--- PROBLEM DETAILS ---
The records should be repeated word for word, pictures excluded.

┌────────

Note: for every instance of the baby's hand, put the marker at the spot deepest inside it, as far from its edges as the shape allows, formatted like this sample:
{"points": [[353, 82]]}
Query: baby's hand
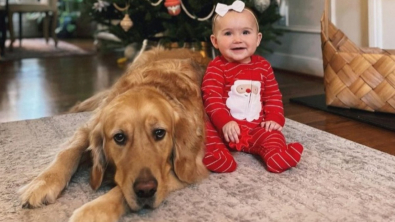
{"points": [[231, 132], [271, 125]]}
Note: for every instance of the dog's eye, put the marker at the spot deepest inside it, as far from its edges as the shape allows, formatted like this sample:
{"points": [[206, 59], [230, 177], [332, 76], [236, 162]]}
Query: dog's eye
{"points": [[120, 138], [159, 134]]}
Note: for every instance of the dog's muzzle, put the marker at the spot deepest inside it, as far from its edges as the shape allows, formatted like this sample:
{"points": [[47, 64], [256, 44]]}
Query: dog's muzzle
{"points": [[145, 188]]}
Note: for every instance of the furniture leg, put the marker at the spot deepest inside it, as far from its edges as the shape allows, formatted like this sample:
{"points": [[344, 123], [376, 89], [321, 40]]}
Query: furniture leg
{"points": [[45, 27], [11, 29], [3, 32], [54, 24], [20, 29]]}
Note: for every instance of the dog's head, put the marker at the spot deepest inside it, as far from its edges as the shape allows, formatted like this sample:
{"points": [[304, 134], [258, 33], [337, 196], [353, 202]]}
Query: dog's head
{"points": [[153, 147]]}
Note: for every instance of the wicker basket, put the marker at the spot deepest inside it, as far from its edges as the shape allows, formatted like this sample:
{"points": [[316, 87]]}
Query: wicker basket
{"points": [[360, 78]]}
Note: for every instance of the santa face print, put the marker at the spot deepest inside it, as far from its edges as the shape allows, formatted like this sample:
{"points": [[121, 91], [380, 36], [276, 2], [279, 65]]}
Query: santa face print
{"points": [[247, 89], [244, 101]]}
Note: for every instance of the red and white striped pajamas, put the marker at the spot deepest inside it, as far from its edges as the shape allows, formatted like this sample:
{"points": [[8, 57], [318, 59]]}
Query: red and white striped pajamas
{"points": [[270, 146]]}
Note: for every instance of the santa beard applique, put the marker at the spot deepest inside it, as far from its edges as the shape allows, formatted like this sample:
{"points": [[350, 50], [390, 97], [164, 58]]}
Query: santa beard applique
{"points": [[244, 100]]}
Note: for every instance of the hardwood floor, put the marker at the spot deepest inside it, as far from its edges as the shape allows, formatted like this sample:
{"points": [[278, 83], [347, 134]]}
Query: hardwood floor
{"points": [[34, 88]]}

└────────

--- TASK SOLUTION ---
Note: for every instance of the baby's hand, put the marker at the spot deepest inside it, as far from its edges as the shape allows, formatted like this sample:
{"points": [[353, 82]]}
Query: baby's hand
{"points": [[231, 132], [271, 125]]}
Note: for every instance of the dog's eye, put the marker at the spot deepest inside it, as far from its edges as the shape allows, formatted like this sample:
{"points": [[206, 59], [230, 177], [332, 76], [236, 162]]}
Query: dog's eye
{"points": [[120, 138], [159, 134]]}
Note: for every instance of the dog's muzzle, put the marker at the spot deepest inside it, as far from its edges as the shape allows, formatted like this sample:
{"points": [[47, 64], [256, 44]]}
Query: dog's muzzle
{"points": [[145, 188]]}
Note: for every instance of the furniture leg, put the marker at the spot deepest inside it, as far from its edges as the shape allows, formatted like this sample:
{"points": [[344, 123], [376, 89], [321, 40]]}
Query: furniture leg
{"points": [[45, 27], [11, 29], [3, 32], [54, 24], [20, 29]]}
Note: for every instance of the dog's head, put the marker at the spot deepest inside it, as far from its edges as the shape allows, formatted like this sample:
{"points": [[304, 134], [258, 33], [337, 196], [353, 202]]}
Query: dog's head
{"points": [[153, 147]]}
Note: for every instance of the wicker basket, put the marker at the spot deepest inside it, as far from its edges as the shape allows, formatted like this sample:
{"points": [[316, 87]]}
Query: wicker basket
{"points": [[360, 78]]}
Note: for every instance of the santa face print, put the marker at the spot deepest inside it, as far from its edges as the shape allows, formatted like this sample:
{"points": [[121, 91], [380, 36], [276, 2], [279, 65]]}
Query: santa face print
{"points": [[247, 89], [244, 101]]}
Note: for every instance of the red and white striped pajamas, put the marker at the spot deepest inside it, as far from its edges as the shape allows, formatted like this sample:
{"points": [[8, 57], [318, 59]]}
Query: red and white striped pajamas
{"points": [[270, 146]]}
Note: for every instance of the santa beard applique, put the marker at the spot deepest inside it, as far from its edges as the shape allows, formatted like this sample:
{"points": [[350, 50], [390, 97], [164, 58]]}
Query: santa beard applique
{"points": [[244, 100]]}
Note: for every instance of the hardwood floor, put the marker at the spot deepest inside it, as far from its edges as the shape allows, formatted like this sample:
{"points": [[278, 83], [347, 134]]}
Query: hardwood floor
{"points": [[34, 88]]}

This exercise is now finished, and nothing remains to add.